We came to a street and turned a couple of times until we smelled spicy, delicious things and decided to get some dinner before the concert. There was a man with a cart selling some kind of meat on a stick, three for 10 yuan (about $1.50). Well, heck, sounds like an authentic Chinese experience. And on both sides were I guess what you could call cafes with outdoor only seating, and the customers all looked healthy enough. We asked for only a little spicy, so the guy spread on about 8 layers of a cayenne/chili/super spicy pepper sauce while the sticks of meat roasted over a propane flame. It only took one bite of those spicy mystery meat sticks to get us sucking in air and looking for a drink. We were definitely getting stares. The owner of the restaurant next door (well, five feet to the right at a separate fold up table) was more than happy to sell us coke bottles. We had walked a few yards down the street before we figured out the Chinese yelling behind us was actually yelling at us. The coke bottles were glass, and they definitely wanted them back when we’d finished, so we sat down at a picnic table on the sidewalk. When the meat sticks didn’t fill us up, we went down to another “next door” restaurant (another propane-cook top area with tables) and order some bowls of meat with kung-pao-like sauce and rice. Feeling like we’d gotten a fill of a real Kunming experience, we caught a cab back to our five-star hotel to get ready for Whitney’s concert.

The taxi rides in this town took probably about as long as walking would since every major street had a metal median dividing the two directions of traffic, the kind of curved metal fences we see during road construction. These little blockades meant the cars had to drive half a mile farther than they needed to until they reached a light that allowed U-turns. We made it to the concert hall on time, and we knew we were in the right spot when we saw a 4-story poster, with a 10ft x 10ft picture of the night’s soloist, hanging on the front of the building. Whitney played her Brooke concerto during the first half, and she sounded absolutely fantastic. She looked every bit the confident, adept soloist in her black A-line dress with dramatic white satin flares falling down the back, and audience called her back for several rounds of bows when she’d finished. Truth be told, they might have wanted to see Whitney’s glowing blonde hair one more time as much as show their appreciation for her violin performance (although both were beautiful). Incidentally, since we sat next to Mrs. Chang (Whitney and Chad’s old violin teacher and wife of the conductor), we showed her pictures of the things we’d ordered that afternoon, and she informed us it had been a very bad idea to eat food from street vendors. Even she never did that. Well, we never did get sick – but we never ordered from street vendors again either. The MacDonald family went back to the hotel lounge for champagne and finally got a chance to relax, relay adventures from the past week (since Whitney and Patti had been there for 6 nights or so), and congratulate Whitney on her fabulous performance.

** Provided information **
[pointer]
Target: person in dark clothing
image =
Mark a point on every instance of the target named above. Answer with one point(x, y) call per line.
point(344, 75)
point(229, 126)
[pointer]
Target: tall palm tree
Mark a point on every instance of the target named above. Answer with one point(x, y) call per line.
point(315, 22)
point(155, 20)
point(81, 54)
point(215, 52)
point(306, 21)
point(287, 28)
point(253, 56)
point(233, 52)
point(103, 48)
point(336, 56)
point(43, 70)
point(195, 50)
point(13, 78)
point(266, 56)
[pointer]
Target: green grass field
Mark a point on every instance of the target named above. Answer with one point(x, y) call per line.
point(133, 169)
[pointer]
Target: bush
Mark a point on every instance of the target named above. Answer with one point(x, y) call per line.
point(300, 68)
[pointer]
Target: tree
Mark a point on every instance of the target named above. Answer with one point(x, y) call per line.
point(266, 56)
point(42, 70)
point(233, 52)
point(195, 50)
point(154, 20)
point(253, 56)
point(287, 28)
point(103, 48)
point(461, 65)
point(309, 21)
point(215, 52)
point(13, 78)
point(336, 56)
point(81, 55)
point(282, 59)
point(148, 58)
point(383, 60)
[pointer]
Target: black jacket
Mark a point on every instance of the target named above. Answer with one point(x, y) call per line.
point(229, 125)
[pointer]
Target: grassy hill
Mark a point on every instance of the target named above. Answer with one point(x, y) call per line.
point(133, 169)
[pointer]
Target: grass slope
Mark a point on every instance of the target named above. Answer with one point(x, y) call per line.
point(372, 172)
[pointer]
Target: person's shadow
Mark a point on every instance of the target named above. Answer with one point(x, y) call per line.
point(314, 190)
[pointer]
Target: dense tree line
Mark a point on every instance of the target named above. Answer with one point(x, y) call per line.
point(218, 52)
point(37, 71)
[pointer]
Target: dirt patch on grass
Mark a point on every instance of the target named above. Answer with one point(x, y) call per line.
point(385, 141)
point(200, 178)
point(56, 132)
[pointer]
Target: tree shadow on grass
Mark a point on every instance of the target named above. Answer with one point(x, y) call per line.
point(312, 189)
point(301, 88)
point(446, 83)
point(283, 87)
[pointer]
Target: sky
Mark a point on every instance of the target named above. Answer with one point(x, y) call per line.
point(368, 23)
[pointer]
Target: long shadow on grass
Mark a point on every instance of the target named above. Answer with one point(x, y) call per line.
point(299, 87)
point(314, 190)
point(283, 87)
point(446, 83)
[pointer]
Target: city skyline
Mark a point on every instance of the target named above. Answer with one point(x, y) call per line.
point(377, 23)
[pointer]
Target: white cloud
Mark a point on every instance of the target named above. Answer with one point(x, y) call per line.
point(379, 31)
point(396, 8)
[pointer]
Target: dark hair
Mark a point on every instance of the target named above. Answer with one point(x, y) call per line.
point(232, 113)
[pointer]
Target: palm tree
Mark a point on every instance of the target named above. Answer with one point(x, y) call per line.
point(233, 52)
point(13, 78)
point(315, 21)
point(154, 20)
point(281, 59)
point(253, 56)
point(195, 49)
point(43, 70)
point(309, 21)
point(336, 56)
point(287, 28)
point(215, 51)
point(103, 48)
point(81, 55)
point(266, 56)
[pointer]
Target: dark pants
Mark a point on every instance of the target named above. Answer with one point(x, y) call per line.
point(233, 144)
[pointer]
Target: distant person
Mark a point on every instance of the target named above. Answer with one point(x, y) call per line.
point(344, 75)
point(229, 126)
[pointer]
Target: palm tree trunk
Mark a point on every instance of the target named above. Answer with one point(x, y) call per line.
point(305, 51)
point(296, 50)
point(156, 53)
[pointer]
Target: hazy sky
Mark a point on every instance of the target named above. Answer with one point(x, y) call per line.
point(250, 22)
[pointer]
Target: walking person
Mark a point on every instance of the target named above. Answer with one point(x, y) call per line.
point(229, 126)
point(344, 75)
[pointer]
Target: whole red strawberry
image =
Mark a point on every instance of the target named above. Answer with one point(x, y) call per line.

** Short exercise A **
Answer these questions from the Kunming trip account:
(i) What was the price of the meat sticks sold from the cart?
(ii) What did Whitney play during the first half of the concert?
(iii) Where did the MacDonald family go after the concert?
** Short exercise B **
Carry on the account of the Kunming trip from its last sentence.
This material has nothing to do with the text.

** Written response A **
(i) Three for 10 yuan (about $1.50).
(ii) Her Brooke concerto.
(iii) To the hotel lounge for champagne.

** Written response B **
Day 3:
Mrs. Cheng and Dr. Lui (it’s traditional for the wife to keep her last name, so yes, this is the teacher and conductor married couple) and their 15-year-old daughter, Ina, took us to a traditional Chinese restaurant for lunch. We had a private room with a sitting area for enjoying green tea before lunch and a huge circular table for a Chinese feast. The seating arrangement is quite important for a Chinese meal, and Dr. Lui put Whitney at the place of honor, farthest from and facing the door. For over an hour, waiters brought huge plates of food to put on the lazy susan, and we spun the food around while picking pieces off plates with our chopsticks. It’s a wonder we don’t use lazy susans more often in the States – they are so efficient! Our chopstick skills were a little slippery at first, but we improved as we went along. There were platters of round corn puffs, pumpkin slices, whole spicy shrimp, chicken pieces, sautéed broccoli, roasted crispy duck, green vegetables of some sort, and several more plates I can’t identify. Most of them were absolutely delicious. One plate I tried only once turned out to be a stew of eel and frog, but all the others were mostly recognizable or only a little odd to our American tongues. With stomachs full, we said our goodbyes and went to pack for our next city of adventure: Beijing.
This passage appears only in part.